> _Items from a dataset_
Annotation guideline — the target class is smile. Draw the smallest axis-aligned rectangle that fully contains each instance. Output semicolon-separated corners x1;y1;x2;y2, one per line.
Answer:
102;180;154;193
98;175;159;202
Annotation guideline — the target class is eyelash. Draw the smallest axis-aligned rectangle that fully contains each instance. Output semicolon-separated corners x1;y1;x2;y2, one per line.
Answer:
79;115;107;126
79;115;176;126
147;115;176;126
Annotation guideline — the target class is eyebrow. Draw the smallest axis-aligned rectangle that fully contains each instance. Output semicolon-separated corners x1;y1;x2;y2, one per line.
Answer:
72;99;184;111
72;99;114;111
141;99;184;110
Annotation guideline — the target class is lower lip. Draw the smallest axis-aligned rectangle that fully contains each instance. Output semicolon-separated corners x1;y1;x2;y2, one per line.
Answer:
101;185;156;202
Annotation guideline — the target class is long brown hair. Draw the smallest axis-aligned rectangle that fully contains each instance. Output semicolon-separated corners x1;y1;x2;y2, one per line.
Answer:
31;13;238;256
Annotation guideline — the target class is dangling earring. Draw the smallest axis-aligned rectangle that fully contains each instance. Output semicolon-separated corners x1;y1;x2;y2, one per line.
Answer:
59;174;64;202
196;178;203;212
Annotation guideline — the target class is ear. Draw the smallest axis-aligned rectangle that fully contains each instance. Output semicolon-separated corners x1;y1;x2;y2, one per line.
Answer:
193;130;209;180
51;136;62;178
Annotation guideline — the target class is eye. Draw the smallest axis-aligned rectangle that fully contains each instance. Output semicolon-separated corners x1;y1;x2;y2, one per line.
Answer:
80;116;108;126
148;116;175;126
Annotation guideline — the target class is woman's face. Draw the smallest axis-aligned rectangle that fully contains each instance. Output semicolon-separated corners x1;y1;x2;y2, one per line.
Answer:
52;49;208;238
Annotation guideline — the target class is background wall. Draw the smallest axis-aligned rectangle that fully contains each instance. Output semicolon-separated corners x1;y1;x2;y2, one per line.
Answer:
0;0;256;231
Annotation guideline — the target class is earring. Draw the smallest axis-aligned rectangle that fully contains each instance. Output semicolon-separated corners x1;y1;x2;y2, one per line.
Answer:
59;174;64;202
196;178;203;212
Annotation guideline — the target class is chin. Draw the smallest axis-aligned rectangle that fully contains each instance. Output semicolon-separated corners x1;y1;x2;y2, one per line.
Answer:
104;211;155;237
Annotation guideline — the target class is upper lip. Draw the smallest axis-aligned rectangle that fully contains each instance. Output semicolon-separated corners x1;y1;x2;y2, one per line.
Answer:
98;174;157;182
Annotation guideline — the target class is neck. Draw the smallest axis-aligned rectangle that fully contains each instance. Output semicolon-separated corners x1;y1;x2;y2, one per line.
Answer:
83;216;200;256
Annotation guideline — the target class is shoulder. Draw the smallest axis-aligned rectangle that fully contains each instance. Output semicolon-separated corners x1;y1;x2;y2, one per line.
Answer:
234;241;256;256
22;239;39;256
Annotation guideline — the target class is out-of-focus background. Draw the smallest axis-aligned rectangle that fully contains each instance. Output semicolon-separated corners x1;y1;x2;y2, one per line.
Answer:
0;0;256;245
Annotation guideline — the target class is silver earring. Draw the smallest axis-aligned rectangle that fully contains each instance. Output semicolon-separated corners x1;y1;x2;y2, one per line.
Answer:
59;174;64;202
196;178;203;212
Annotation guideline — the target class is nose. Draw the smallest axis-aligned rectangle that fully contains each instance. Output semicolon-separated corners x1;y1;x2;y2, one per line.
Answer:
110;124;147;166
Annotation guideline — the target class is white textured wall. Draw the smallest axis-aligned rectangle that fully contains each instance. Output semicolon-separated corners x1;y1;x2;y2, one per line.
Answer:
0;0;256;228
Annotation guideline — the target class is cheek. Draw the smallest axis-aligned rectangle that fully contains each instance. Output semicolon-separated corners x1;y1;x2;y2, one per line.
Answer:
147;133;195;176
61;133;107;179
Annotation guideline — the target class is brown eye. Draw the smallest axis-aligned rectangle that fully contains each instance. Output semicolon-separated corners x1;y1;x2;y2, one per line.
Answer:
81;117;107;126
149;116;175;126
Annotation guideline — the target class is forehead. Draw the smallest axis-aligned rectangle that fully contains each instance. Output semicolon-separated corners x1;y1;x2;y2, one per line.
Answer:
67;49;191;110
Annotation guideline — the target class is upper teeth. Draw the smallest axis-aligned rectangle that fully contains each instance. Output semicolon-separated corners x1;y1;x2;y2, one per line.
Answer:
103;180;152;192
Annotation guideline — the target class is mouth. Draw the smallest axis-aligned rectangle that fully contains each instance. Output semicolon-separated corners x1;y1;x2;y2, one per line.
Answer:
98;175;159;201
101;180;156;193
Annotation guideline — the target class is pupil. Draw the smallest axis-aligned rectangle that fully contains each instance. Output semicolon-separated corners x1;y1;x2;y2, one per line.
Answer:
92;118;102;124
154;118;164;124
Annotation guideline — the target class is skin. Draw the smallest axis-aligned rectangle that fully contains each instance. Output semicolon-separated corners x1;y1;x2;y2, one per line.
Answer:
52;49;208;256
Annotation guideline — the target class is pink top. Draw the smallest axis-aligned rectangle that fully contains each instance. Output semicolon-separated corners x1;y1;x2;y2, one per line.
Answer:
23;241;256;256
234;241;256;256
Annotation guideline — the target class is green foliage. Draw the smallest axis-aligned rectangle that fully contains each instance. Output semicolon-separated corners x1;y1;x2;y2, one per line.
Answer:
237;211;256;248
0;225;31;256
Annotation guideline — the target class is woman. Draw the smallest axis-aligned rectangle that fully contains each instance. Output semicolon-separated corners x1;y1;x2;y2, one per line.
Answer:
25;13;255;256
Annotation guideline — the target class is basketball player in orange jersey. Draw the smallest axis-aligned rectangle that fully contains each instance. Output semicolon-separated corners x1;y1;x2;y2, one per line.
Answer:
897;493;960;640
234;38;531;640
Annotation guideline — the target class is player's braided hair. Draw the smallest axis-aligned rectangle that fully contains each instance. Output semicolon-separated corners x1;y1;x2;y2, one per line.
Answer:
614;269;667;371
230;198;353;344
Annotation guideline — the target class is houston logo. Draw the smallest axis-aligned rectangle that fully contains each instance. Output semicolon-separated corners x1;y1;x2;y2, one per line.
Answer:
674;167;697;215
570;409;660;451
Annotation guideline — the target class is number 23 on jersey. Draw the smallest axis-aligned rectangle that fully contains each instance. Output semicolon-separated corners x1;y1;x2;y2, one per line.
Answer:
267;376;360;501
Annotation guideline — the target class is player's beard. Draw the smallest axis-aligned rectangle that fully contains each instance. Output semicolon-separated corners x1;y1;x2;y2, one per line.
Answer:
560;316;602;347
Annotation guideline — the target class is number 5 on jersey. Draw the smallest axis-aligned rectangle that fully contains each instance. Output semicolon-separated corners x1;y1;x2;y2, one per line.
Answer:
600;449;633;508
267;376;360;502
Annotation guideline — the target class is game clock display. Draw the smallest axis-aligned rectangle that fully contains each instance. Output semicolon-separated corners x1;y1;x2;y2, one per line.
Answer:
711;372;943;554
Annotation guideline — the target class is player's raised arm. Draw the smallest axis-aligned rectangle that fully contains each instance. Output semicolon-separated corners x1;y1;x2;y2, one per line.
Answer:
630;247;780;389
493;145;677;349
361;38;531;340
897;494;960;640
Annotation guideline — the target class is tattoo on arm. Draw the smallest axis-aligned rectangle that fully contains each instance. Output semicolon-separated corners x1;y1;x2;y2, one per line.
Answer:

> _PROBLEM REQUIREMENTS_
Reproduce all of the records above line for line, without changing a single character.

> _SOLUTION FOR THIS TASK_
Annotation guideline — the target class is smile. Draw the smallest axis-aligned rectangle that fully contains each instance. Output semicolon-separated corners x1;y1;x2;y2, one per line.
Answer:
102;180;154;193
98;175;159;202
Annotation guideline — the target class is eyelash. Draw the smallest axis-aligned rectangle that fully contains each instance. Output semicolon-separated corners x1;y1;x2;y2, one per line.
Answer:
79;115;107;126
79;115;176;126
147;115;176;126
Annotation guideline — the target class is eyebrow. Draw the smallest axis-aligned rectangle that fully contains each instance. Output semicolon-separated corners x1;y1;x2;y2, one per line.
Answer:
72;99;184;111
72;99;114;111
141;99;184;110
Annotation guideline — the target class is lower lip. Draw the smallest axis-aligned rectangle that fully contains each instance. Output semicolon-separated corners x1;y1;x2;y2, one per line.
Answer:
101;185;156;202
Annotation guideline — the target class is long brown hair. Draw the smallest axis-aligned rectangle that fully contains each instance. Output semicolon-separated corners x1;y1;x2;y2, one per line.
Answer:
31;13;238;256
Annotation guideline — the target class is dangling earring. Draw the smallest axis-aligned rectangle that fully contains each instance. Output semicolon-separated corners x1;y1;x2;y2, one per line.
Answer:
59;174;64;202
196;178;203;212
Annotation guideline — the target class is ear. Draw the smallest axis-aligned rectangle that fully contains each instance. Output semicolon-separated corners x1;y1;x2;y2, one per line.
Answer:
193;130;209;180
51;136;62;178
Annotation guideline — the target class is eye. Draw the smallest axis-aligned rectangle that fully contains each instance. Output semicolon-separated corners x1;y1;x2;y2, one per line.
Answer:
80;116;108;126
148;116;175;126
Annotation guideline — the target class is woman's face. Draw the smallest axis-aligned rectangle that fully contains each instance. Output semicolon-separated corners x1;y1;x2;y2, one per line.
Answer:
52;49;208;238
Annotation guideline — the target class is background wall. Draw the smallest axis-aligned rectangle that fully contains each instance. Output semicolon-separated corners x1;y1;x2;y2, one per line.
Answer:
0;0;256;231
Annotation guideline — the target class is earring. Draw the smallest axis-aligned rectangle that fully contains each instance. Output semicolon-separated corners x1;y1;x2;y2, one per line.
Answer:
59;174;64;202
196;178;203;212
Annotation guideline — the target class is chin. Draw the smallest axis-aligned rectangle that fully contains each instance. Output semicolon-separated corners x1;y1;x2;y2, one per line.
Answer:
104;211;155;237
Annotation guideline — the target class is upper lip. Draw the smallest axis-aligned rectangle that fully contains each instance. Output semicolon-separated corners x1;y1;x2;y2, one per line.
Answer:
98;174;157;182
Annotation guideline — the target class is neck. Draw the smallest axis-aligned rectangle that fully contains each instance. Output semicolon-separated corners x1;y1;x2;y2, one per line.
Answer:
83;216;200;256
Annotation guideline — the target class is shoulder. Draw the smallest axis-aligned rectangle that fully contains each instance. Output semicolon-separated corners x1;y1;x2;y2, one per line.
Answer:
234;241;256;256
22;239;39;256
Annotation guideline — the target class is out-of-focus background. Draw the smallest axis-aligned rectangle that fully contains each instance. Output semicolon-separated corners x1;y1;x2;y2, one per line.
Answer:
0;0;256;245
Annotation guideline — the target class is silver earring. Draw the smallest axis-aligned rectangle that fully contains each instance. Output semicolon-separated corners x1;y1;x2;y2, one per line.
Answer:
59;174;64;202
196;178;203;212
Annotation guideline — the target class is nose. Draw the smallest axis-aligned rectangle that fully contains each instance. Output semicolon-separated corners x1;y1;x2;y2, one per line.
Answer:
110;124;147;166
Annotation guideline — the target class is white textured wall. Draw the smallest axis-aligned rectangle that fully contains each instance. Output semicolon-separated corners x1;y1;x2;y2, one per line.
Answer:
0;0;256;228
Annotation guideline — the target class is cheek. Draw the smallest axis-aligned rectangle that fully contains each instance. Output semicolon-separated corners x1;y1;x2;y2, one per line.
Answer:
147;133;195;176
61;133;107;179
Annotation guideline — the target class is brown eye. Draw the smallest axis-aligned rectangle that fully contains each instance. Output semicolon-separated corners x1;y1;x2;y2, one per line.
Answer:
81;117;107;126
149;116;175;126
Annotation guideline — the target class is forehead. Draw the smallest axis-aligned rectangle that fully contains each instance. Output semicolon-separated corners x1;y1;x2;y2, one per line.
Answer:
67;49;191;110
Annotation guideline — the target class is upper teeth. Draw the smallest axis-aligned rectangle that fully contains each instance. Output semicolon-separated corners x1;y1;x2;y2, one per line.
Answer:
103;180;152;192
Annotation guideline — the target class is mouth. Draw the smallest axis-aligned rectangle that fully contains each instance. Output semicolon-separated corners x1;y1;x2;y2, one per line.
Answer:
98;175;159;201
101;180;156;193
Annotation guideline — the target class is pupil. Draw the smallest axis-aligned rectangle that fully contains each instance. Output semicolon-separated corners x1;y1;x2;y2, one per line.
Answer:
92;118;102;124
154;118;164;124
Annotation guideline — the target class is skin. Draw the smallest axis-aligned rectangle that fully contains each instance. Output semicolon-separated corners x1;y1;x2;y2, one per line.
Answer:
52;49;208;256
Annotation guideline — the target class is pink top. Draw the smallest axis-aligned rectangle that fully contains each instance. Output semicolon-separated corners x1;y1;x2;y2, one per line.
Answer:
23;241;256;256
234;241;256;256
Annotation guideline — the target class is green foliage. Draw the smallest axis-aligned rectangle that fully contains each instance. Output semicolon-separated corners x1;y1;x2;y2, one per line.
Answer:
237;211;256;248
0;225;31;256
Annotation guideline — the target class is woman. Draw the smallest axis-aligned rectangle that fully contains each instance. Output semicolon-separated corners x1;y1;x2;y2, one per line.
Answer:
25;13;255;256
Annotation guideline — the target class is basketball player in orange jersey. Draw the smallest axis-aligned rectangle that fully contains each instance. Output semicolon-separated corners x1;y1;x2;y2, one per line.
Answer:
897;493;960;640
234;38;531;640
Annotation guideline — the target class is player's braided hair. Draw the smallest axis-aligned rectangle that fully contains each instance. Output semicolon-separated corners x1;y1;x2;y2, one per line.
Answer:
614;269;667;371
230;198;353;344
Annotation guideline — the target class is houston logo. Draw the smallest axis-aligned rectangle that fully contains each instance. Output semicolon-separated corners x1;y1;x2;y2, one per line.
Answer:
674;167;697;215
570;409;660;451
Annotation guideline — the target class is number 23 on jersey. Draw the smallest axis-aligned rectangle that fully contains each instance. Output semicolon-separated corners x1;y1;x2;y2, one per line.
Answer:
267;376;360;501
Annotation guideline — the target class is player's beard. Draw the smallest axis-aligned rectangle that fully contains each instance. Output semicolon-separated corners x1;y1;x2;y2, one per line.
Answer:
560;316;602;347
Annotation guideline — the target class is number 5 on jersey. Draw the smallest axis-aligned rectangle that fully contains each instance. Output semicolon-separated corners x1;y1;x2;y2, one per line.
Answer:
600;449;633;508
267;376;360;502
Annotation guideline — the target class is game clock display. Draw the smallest axis-aligned rectangle that fully contains each instance. Output semicolon-separated corners x1;y1;x2;y2, one per line.
Answer:
711;372;943;554
Annotation guideline — the target class is player's raised arm. Draw the smallest axis-aligned rectangle that fully contains each instance. Output semicolon-separated corners x1;y1;x2;y2, one per line.
Answer:
630;247;780;389
493;145;677;349
361;38;531;340
897;494;960;640
Annotation guideline — the target class is tattoo on arm. Draw the smallest axis-aligned rectangle that fully contains each instance. Output semicolon-separated corners x1;y1;x2;y2, one per line.
Answer:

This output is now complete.